**SUPPLIED INFORMATION**
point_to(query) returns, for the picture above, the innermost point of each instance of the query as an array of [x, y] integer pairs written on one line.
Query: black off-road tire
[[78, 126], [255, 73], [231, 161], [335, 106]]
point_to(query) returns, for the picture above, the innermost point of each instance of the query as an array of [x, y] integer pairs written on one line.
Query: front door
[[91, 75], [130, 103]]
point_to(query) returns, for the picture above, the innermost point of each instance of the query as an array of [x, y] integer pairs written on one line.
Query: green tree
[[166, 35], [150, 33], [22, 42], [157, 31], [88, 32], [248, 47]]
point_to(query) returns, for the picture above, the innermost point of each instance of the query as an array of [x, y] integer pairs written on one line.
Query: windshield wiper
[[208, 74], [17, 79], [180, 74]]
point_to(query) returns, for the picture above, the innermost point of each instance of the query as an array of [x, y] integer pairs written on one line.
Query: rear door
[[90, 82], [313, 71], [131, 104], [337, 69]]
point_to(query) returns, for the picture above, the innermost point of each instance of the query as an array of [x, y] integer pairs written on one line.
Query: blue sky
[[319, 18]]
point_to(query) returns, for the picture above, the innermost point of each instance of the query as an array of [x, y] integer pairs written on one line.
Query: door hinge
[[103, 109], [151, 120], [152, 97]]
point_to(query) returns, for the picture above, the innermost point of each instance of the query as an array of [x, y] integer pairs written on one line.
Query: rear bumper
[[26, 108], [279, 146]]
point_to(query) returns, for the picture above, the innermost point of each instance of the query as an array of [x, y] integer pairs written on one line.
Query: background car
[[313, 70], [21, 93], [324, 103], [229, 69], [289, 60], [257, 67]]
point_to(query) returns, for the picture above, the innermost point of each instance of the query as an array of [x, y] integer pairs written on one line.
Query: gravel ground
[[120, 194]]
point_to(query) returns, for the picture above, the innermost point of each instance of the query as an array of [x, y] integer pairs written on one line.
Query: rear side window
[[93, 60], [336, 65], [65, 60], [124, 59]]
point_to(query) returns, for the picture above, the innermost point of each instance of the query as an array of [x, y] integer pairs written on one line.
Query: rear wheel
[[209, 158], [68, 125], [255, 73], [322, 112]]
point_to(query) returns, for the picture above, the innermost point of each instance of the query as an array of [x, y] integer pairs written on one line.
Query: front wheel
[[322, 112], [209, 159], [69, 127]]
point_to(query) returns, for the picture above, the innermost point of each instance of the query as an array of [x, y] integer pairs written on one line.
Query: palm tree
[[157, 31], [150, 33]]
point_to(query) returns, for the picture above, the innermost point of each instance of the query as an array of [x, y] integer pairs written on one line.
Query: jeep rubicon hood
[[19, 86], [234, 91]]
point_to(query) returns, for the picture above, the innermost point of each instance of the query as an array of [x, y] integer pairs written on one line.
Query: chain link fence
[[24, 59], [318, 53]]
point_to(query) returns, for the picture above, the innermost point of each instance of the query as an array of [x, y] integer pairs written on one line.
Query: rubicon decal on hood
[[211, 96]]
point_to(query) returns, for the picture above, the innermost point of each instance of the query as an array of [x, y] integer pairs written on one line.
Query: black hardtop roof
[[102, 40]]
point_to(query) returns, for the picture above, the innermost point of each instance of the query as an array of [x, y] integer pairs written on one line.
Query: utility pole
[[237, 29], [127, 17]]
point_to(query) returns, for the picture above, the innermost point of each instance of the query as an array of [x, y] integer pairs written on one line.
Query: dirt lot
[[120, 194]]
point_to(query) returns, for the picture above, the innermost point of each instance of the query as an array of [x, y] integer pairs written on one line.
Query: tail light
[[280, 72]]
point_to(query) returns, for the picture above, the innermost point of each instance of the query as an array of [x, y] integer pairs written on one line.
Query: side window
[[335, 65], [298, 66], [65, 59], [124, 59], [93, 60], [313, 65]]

**REQUIREMENT**
Repeat the records. Match them exactly.

**EXERCISE RESPONSE**
point_to(query) returns, for the picture above, the innermost point of each instance of the query as an array of [x, y] integer pairs written on one line.
Query: black off-road tire
[[78, 126], [255, 73], [231, 161], [335, 106]]
point_to(query) returns, for the picture above, the innermost point of each instance of the query as an array of [x, y] integer pairs written on one line.
Query: front door
[[91, 75], [130, 103]]
point_to(query) returns, for the picture above, the innermost point of each instance of the query as an array of [x, y] integer pairs written on one line.
Query: green tree
[[166, 35], [150, 33], [22, 42], [157, 31], [88, 32], [248, 47]]
point_to(query) returns, for the picture above, the innermost point of each instance of the query as an array of [x, y] integer pairs written on one line.
Query: windshield wiper
[[208, 74], [17, 79], [180, 74]]
point_to(query) returns, for the picture above, the innermost point of each instance of the query as an array of [x, y] integer pairs written on one line.
Query: rear door
[[90, 82], [313, 71], [131, 104], [337, 69]]
point_to(query) returns, for the picture above, the innermost point of each instance of the query as an array of [x, y] integer pairs written on one line.
Query: blue sky
[[319, 18]]
point_to(query) returns, for the picture above, the innermost point of each instance of the query as an array of [x, y] integer pairs written on one line.
Query: door hinge
[[103, 109], [151, 120], [152, 97]]
point_to(query) returns, for the picture above, the innermost point of each instance of the query as an array of [x, y] integer pairs written on one line.
Query: rear bumper
[[26, 108], [279, 146]]
point_to(query) returns, for the picture above, the innermost point of each instance of the query as an array of [x, y] integer pairs written on one line.
Query: background car
[[313, 70], [21, 93], [324, 103], [229, 69], [289, 60], [257, 67]]
point_to(query) returns, for the picture above, the innermost point of each instance of the query as an array of [x, y] integer pairs written on one line.
Query: gravel ground
[[120, 194]]
point_to(query) returns, for the picture above, the innermost point of each instance of the query as an array of [x, y] integer pairs written on one line.
Query: rear side window
[[93, 60], [336, 65], [65, 60], [124, 59]]
point_to(query) returns, for the picture above, the innermost point of each instance of the query as an array of [x, y] integer pairs written on one line.
Query: rear wheel
[[209, 158], [68, 125], [255, 73], [322, 112]]
point_to(query) returns, for the picture above, the innermost point of each instance of the query as an array of [x, y] integer pairs written on one line.
Query: front wheel
[[322, 112], [209, 159], [69, 127]]
point_to(query) returns, for the picture above, the innermost point of each instance of the query as an array of [x, y] integer pairs written on one line.
Query: palm tree
[[157, 31], [150, 33]]
point_to(query) returns, for the picture above, the innermost point of each instance of the query as an array of [x, y] integer pairs written on one line.
Query: jeep rubicon hood
[[19, 86], [234, 91]]
point_to(query) returns, for the picture above, the innermost point of each instance of the query as an array of [x, y] integer pairs written on one line.
Query: chain link fence
[[24, 59], [318, 53]]
point_to(query) returns, for the picture above, the innermost point of each instance of the query as an array of [x, y] integer pairs written on one line.
Query: rubicon decal on hood
[[211, 96]]
point_to(query) returns, for the picture above, the innermost point of each instance of the query as an array of [x, y] integer pairs written on one line.
Query: black hardtop roof
[[102, 40]]
point_to(query) returns, for the picture above, the innermost point of each instance of the query as an array of [x, y] integer pairs written on one line.
Query: utility pole
[[237, 29], [127, 17]]
point_to(query) returns, for the picture above, the innermost point of each instance of the query as an array of [x, y] integer pairs written on one line.
Query: dirt lot
[[120, 194]]
point_to(query) returns, for the picture above, the innermost point of each instance of the query as an array of [x, y] integer pairs written on one line.
Query: tail light
[[280, 72]]
point_to(query) returns, for the picture above, the innermost point of each instance of the query as an array of [x, y] integer pairs written on one line.
Query: side window
[[335, 65], [298, 66], [65, 59], [124, 59], [93, 60], [313, 65]]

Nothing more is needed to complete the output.